# [CHALLENGE]
Write out all the material exactly. Leave nothing out.

# [SOURCE MATERIAL]
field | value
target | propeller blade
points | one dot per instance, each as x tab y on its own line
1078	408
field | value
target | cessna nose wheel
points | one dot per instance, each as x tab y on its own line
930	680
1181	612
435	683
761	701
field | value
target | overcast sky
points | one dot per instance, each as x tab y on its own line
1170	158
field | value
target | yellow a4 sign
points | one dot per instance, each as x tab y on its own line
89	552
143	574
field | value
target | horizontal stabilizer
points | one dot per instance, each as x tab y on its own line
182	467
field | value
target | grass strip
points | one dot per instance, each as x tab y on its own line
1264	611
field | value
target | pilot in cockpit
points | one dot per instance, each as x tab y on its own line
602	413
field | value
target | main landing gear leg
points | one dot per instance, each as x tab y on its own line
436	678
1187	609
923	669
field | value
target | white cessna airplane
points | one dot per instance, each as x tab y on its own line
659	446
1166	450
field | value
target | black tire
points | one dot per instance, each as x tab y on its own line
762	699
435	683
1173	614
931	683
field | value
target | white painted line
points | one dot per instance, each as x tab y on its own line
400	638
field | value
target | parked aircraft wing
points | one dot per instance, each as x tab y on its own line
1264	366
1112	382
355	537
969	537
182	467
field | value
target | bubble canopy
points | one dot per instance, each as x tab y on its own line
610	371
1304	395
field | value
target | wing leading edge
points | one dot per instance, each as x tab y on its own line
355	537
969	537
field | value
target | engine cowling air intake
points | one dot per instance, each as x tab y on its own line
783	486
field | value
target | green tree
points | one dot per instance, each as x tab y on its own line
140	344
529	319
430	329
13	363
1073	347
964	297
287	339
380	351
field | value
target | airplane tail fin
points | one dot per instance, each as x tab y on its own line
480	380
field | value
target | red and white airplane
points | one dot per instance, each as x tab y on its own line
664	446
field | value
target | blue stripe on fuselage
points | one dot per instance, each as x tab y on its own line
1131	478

# [SOLUTION]
field | value
target | propeller blade
points | one dot per instance, each as x tab y on its own line
1078	408
field | value
target | cessna nose wheel
points | one dot per instance, each as x tab y on its own line
930	680
1181	612
435	683
761	701
field | value
target | overcast sky
points | one dot per instance, each as x tab y on its own line
1170	158
field | value
target | yellow a4 sign
points | one dot per instance, each as x tab y on its own line
89	552
143	574
field | value
target | horizontal stabilizer
points | one dot per instance, each as x tab y on its own line
182	467
field | value
target | grass strip
points | one dot per instance, each as x tab y on its own line
1264	611
field | value
target | pilot in cockpit
points | one dot per instance, each as x tab y on its own line
602	413
field | value
target | main landing gear leg
points | one dot per instance, each as x tab y on its own line
436	678
1187	609
923	669
field | value
target | white cessna airplane
points | one dot per instance, each as x tab y on its own line
659	446
1166	450
field | value
target | black tire
points | one dot per instance, each as x tab y on its own line
762	699
435	683
1173	614
931	683
field | value
target | white painted line
points | one dot per instance, each as x tab y on its own line
400	638
field | value
target | parked aircraft wing
points | one dot per instance, each as x tab y on its own line
1264	366
1112	382
355	537
969	537
182	467
field | value
target | bubble canopy
points | one dot per instance, each as x tab y on its own line
610	371
1304	395
field | value
target | wing leading edge
points | one dot per instance, each as x tab y on its own line
355	537
969	537
field | value
target | engine cowling air intake
points | one dot per instance, each as x tab y on its own line
783	486
field | value
target | green tree
points | one dot per instance, each as x tab y on its own line
140	344
529	319
430	329
13	363
1073	347
964	297
287	339
380	351
field | value
target | airplane tail fin
points | one dot per instance, each as x tab y on its own line
480	380
field | value
target | red and white airplane
points | one dot per instance, each as x tab y on its own line
664	446
field | value
target | blue stripe on fuselage
points | one dot per instance, each as x tab y on its own line
1131	478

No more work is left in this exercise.